Written instruction
How many lines in the material below contain the string "tree"? Matches are case-sensitive; give only the number.

Available records
* * * * * * *

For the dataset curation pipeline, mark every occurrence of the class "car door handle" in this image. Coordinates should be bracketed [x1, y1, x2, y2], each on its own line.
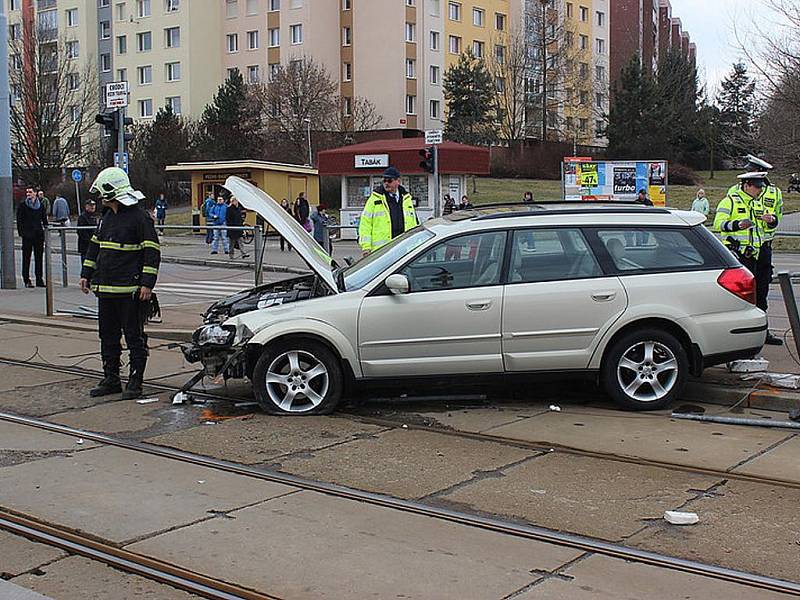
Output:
[592, 292, 617, 302]
[467, 300, 492, 311]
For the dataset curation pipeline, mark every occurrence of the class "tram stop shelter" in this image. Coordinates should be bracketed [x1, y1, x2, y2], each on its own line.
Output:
[166, 160, 319, 225]
[318, 137, 489, 239]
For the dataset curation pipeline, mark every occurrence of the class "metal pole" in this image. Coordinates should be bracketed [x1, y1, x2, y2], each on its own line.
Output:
[253, 227, 264, 287]
[0, 2, 17, 290]
[433, 144, 442, 217]
[778, 271, 800, 360]
[58, 229, 69, 287]
[44, 229, 55, 317]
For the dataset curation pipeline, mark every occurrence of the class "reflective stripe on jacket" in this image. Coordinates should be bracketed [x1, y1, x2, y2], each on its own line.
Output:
[358, 188, 419, 252]
[81, 206, 161, 297]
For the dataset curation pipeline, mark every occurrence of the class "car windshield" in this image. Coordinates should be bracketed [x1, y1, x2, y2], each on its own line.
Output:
[344, 226, 433, 292]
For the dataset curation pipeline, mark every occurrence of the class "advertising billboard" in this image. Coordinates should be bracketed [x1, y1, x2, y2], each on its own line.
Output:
[561, 157, 668, 206]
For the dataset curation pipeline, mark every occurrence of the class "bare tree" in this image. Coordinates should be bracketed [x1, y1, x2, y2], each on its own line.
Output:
[9, 28, 99, 188]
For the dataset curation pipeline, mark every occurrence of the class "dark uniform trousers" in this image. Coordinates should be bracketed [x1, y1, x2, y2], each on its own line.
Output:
[97, 292, 148, 368]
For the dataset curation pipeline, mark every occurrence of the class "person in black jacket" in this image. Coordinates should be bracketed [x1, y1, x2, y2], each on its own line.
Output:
[17, 188, 47, 287]
[78, 198, 97, 266]
[80, 167, 161, 400]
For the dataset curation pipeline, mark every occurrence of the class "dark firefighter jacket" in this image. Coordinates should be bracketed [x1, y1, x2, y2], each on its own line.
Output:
[81, 206, 161, 297]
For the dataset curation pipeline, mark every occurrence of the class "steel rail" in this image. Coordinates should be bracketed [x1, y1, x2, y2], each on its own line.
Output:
[0, 357, 800, 489]
[0, 508, 280, 600]
[0, 412, 800, 596]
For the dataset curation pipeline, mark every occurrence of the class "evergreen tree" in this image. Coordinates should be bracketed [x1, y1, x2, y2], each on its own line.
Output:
[444, 52, 498, 145]
[199, 69, 263, 160]
[717, 63, 757, 157]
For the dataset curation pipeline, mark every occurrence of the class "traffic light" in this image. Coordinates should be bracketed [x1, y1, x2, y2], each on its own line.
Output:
[419, 146, 436, 173]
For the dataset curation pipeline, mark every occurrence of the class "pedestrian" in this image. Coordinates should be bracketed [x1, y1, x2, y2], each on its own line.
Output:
[17, 188, 47, 288]
[225, 196, 249, 259]
[80, 167, 161, 400]
[692, 188, 709, 216]
[281, 198, 292, 252]
[311, 204, 331, 254]
[358, 167, 419, 256]
[294, 192, 313, 233]
[155, 193, 169, 235]
[203, 192, 216, 244]
[78, 198, 98, 265]
[211, 196, 230, 254]
[53, 195, 71, 227]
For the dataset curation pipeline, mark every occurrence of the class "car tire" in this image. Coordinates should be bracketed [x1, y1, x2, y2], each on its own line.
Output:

* * * * * * *

Solution for this exercise
2